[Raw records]
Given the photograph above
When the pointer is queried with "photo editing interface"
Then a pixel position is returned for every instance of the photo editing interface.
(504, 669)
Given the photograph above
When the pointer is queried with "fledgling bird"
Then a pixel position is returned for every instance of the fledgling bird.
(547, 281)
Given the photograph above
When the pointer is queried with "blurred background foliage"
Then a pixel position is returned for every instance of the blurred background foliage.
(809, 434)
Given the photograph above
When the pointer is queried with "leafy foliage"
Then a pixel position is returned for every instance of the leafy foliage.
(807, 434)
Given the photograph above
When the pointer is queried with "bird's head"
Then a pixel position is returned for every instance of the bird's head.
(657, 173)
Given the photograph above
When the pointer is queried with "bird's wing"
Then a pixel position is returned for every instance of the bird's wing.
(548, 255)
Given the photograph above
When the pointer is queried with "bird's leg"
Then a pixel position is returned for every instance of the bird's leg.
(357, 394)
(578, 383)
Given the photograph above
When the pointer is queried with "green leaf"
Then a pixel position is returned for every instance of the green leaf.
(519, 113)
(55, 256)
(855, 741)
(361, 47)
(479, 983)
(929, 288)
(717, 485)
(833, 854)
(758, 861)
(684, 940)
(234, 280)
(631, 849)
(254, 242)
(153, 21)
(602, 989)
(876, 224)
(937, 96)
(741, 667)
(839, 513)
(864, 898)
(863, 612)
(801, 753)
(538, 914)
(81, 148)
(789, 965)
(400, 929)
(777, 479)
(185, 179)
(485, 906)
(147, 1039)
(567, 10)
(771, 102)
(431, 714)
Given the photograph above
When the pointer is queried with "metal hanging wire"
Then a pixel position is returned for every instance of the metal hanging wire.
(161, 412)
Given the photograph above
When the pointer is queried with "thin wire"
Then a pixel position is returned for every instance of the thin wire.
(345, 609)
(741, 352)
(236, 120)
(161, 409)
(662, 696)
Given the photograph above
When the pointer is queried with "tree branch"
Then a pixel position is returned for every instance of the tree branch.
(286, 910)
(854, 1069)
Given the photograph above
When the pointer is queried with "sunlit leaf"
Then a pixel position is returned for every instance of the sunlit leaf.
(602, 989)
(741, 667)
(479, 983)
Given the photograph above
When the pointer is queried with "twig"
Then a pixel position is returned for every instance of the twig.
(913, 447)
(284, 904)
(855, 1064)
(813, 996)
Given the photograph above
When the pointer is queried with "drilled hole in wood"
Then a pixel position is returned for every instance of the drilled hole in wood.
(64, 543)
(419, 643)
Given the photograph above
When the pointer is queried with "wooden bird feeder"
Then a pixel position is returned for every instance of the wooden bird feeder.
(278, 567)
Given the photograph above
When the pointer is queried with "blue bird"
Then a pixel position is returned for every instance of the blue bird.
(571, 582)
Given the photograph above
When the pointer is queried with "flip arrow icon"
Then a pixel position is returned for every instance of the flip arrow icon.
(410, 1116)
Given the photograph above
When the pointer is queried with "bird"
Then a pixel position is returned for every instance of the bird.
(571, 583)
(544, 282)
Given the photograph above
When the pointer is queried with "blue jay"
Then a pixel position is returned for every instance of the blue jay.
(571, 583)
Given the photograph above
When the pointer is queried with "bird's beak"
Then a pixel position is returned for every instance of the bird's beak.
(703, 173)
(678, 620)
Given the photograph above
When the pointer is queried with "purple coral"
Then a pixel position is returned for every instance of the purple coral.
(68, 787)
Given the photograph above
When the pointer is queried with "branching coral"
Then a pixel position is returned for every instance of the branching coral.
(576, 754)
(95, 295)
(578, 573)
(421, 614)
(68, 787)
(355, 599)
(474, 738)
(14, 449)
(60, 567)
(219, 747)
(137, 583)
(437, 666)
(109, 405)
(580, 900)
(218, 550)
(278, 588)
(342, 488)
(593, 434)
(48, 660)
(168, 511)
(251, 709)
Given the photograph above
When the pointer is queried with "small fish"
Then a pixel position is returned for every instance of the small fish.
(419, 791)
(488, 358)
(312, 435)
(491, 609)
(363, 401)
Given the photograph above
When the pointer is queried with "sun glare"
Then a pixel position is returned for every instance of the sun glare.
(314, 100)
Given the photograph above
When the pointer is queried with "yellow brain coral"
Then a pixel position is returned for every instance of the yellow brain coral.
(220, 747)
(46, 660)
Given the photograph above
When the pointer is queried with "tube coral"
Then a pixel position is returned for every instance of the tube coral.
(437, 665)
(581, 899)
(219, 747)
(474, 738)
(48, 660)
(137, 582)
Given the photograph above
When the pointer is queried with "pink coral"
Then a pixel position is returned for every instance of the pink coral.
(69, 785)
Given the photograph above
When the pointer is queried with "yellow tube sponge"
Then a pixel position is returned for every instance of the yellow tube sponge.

- [Work to complete]: From the records above, extract every entry verbatim.

- [Answer to the task]:
Given the photograph above
When the pointer is queried with "photo editing interface"
Then a pixel position is returned for every instance of the photo editing interface.
(504, 669)
Given the photograph above
When the pointer is queried with "fledgling bird"
Then a pixel position is returned for every instance of the fledgling bird.
(547, 281)
Given the photograph above
When the pointer is queried with "blurred background foliage"
Then a pixel position is returned for every instance of the blurred background foliage.
(809, 434)
Given the photograph above
When the pointer is queried with "leafy foliage"
Then a pixel position is returned for every instance of the leafy foliage.
(807, 434)
Given the photograph above
When the pointer is queried with "bird's head"
Then a pixel position is returned for every instance of the bird's head.
(657, 173)
Given the photograph above
When the pointer is queried with "bird's wing"
Then a pixel position is returned for every instance of the bird's wing.
(548, 255)
Given the photograph above
When the pointer is queried with "bird's leg"
Then a pixel position is returned for every instance of the bird's leg.
(357, 394)
(578, 383)
Given the photograph above
When the pointer is queried with "green leaf"
Then a pixel position is returned for every instance of the green leaf.
(519, 113)
(55, 256)
(855, 741)
(361, 47)
(479, 983)
(929, 288)
(717, 485)
(833, 854)
(758, 861)
(684, 940)
(234, 280)
(631, 849)
(254, 242)
(153, 21)
(602, 989)
(876, 224)
(937, 96)
(741, 667)
(839, 513)
(864, 898)
(863, 612)
(801, 753)
(538, 914)
(81, 148)
(789, 965)
(400, 929)
(777, 479)
(185, 179)
(485, 906)
(147, 1039)
(567, 10)
(771, 102)
(431, 714)
Given the photograph above
When the pointer is queried with "metal hanging wire"
Then a pixel position is returned for every instance of the metal hanging wire.
(161, 412)
Given the photograph above
When the pointer is queried with "thin wire"
Then a pixel position is returned for every instance of the thin wire.
(345, 609)
(741, 352)
(236, 120)
(161, 409)
(662, 696)
Given the photograph above
When the pointer is queried with "tree branch"
Then a pixel position is returned for every instance of the tree branch.
(286, 910)
(854, 1069)
Given the photograph above
When the pointer is queried with "sunlit leaf"
Then a pixel position is returned for every instance of the sunlit leaf.
(602, 989)
(741, 667)
(479, 983)
Given the photograph above
When the pointer is queried with "twig"
Then a pixel position is returned for every instance of the twig.
(913, 447)
(284, 904)
(855, 1064)
(813, 996)
Given the photograph above
When the pointer is queried with "drilled hole in wood"
Then a pixel position is returned for every instance of the drilled hole in wood.
(64, 543)
(419, 643)
Given the photograph above
When the pointer is queried with "wooden bird feeder"
Then a pixel position is returned for every instance of the wooden bird feeder.
(278, 567)
Given the photograph above
When the pointer is queried with "blue bird"
Then a pixel position is returned for every instance of the blue bird.
(571, 582)
Given the photograph above
When the pointer is queried with "flip arrow icon"
Then a pixel position is returned for every instance of the flip arrow icon.
(410, 1116)
Given the photograph above
When the pointer is queried with "bird"
Then a pixel position is returned for every instance of the bird.
(571, 583)
(544, 282)
Given the photograph above
When the pointer is queried with "blue jay"
Then a pixel position is returned for every instance of the blue jay.
(571, 583)
Given the photograph above
When the pointer is queried with "bird's beak"
Then a pixel position is returned for every instance of the bird's beak.
(703, 173)
(678, 620)
Given the photograph above
When the pointer is queried with "purple coral"
Then a pixel position is returned for every instance of the purple coral.
(68, 787)
Given the photograph above
When the pointer is queried with "branching coral"
Then a pixel position is returned for every instance of the branching coral.
(576, 754)
(95, 295)
(578, 573)
(421, 614)
(68, 787)
(355, 599)
(474, 738)
(14, 449)
(60, 567)
(219, 747)
(137, 583)
(437, 666)
(109, 405)
(580, 900)
(218, 550)
(278, 588)
(342, 488)
(593, 434)
(48, 660)
(168, 511)
(251, 709)
Given the photograph above
When the pointer is queried with "small fish"
Then a pixel position is returned for every instance of the small fish.
(419, 791)
(488, 358)
(312, 435)
(491, 609)
(363, 401)
Given the photograph above
When the pointer is queried with "sun glare"
Then a pixel position is returned for every instance of the sun glare.
(314, 100)
Given the photograph above
When the pointer is queried with "yellow brain coral"
Then a pixel position is returned for every instance of the yellow brain coral.
(220, 747)
(46, 660)
Given the photograph above
When the pointer is queried with "tube coral"
Then a pixel position is returned for every instance of the tube coral.
(437, 665)
(581, 899)
(219, 747)
(474, 738)
(48, 660)
(137, 582)
Given the photograph above
When the pointer is queried with "pink coral"
Then a pixel position is returned for every instance of the pink coral.
(69, 785)
Given the photograph above
When the pointer is queried with "yellow tube sponge"
Then a pixel position is returned for every instance of the yellow tube sponge.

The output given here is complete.